Express the lines of the entries below as a JSON list of strings, one string per line, from the line containing "Pressing-analysis tagging request: spot the spaniel" through the end of the entries, omitting blank lines.
+++ Data listing +++
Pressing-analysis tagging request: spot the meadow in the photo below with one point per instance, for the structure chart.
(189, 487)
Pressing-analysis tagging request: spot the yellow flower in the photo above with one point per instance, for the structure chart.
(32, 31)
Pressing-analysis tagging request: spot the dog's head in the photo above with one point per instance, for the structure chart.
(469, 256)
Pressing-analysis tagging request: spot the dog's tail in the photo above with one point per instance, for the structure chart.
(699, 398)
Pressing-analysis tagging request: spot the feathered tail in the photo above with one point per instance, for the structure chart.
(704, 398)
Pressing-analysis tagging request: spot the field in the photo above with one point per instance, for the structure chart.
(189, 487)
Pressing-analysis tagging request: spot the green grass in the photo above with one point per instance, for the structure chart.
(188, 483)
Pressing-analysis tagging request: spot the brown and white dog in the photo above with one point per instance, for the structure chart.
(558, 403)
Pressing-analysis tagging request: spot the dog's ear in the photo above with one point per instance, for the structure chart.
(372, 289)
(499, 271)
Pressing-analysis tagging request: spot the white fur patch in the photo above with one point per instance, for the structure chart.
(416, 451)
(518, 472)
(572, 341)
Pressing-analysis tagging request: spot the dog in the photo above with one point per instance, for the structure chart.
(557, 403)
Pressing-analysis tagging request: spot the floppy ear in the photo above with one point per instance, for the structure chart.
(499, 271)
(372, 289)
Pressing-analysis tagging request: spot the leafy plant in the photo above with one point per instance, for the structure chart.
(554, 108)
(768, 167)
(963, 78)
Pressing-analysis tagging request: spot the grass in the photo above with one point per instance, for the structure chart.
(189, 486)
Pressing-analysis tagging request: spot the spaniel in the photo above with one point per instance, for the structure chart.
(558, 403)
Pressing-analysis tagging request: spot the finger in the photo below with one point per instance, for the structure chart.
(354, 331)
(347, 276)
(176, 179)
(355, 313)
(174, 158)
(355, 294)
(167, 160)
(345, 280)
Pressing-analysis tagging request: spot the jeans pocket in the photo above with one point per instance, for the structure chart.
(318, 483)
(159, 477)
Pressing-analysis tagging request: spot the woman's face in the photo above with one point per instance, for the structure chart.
+++
## Solution for this task
[
  "Pressing-analysis tagging request: spot the spaniel in the photo above with one point per instance, for the structure chart.",
  "(558, 403)",
  "Pressing-analysis tagging request: spot the finger in the photo below with one point per instance, for the structure chart.",
  "(354, 331)",
  "(347, 276)",
  "(176, 179)",
  "(355, 313)",
  "(174, 158)",
  "(355, 294)",
  "(167, 160)",
  "(345, 280)",
  "Pressing-analysis tagging request: spot the jeans pocket in the photo above with one point per instance, for the structure chart.",
  "(318, 483)",
  "(159, 477)",
  "Pressing-analysis tagging request: spot the woman's face in the photo above with one point per instance, for the structure chart."
]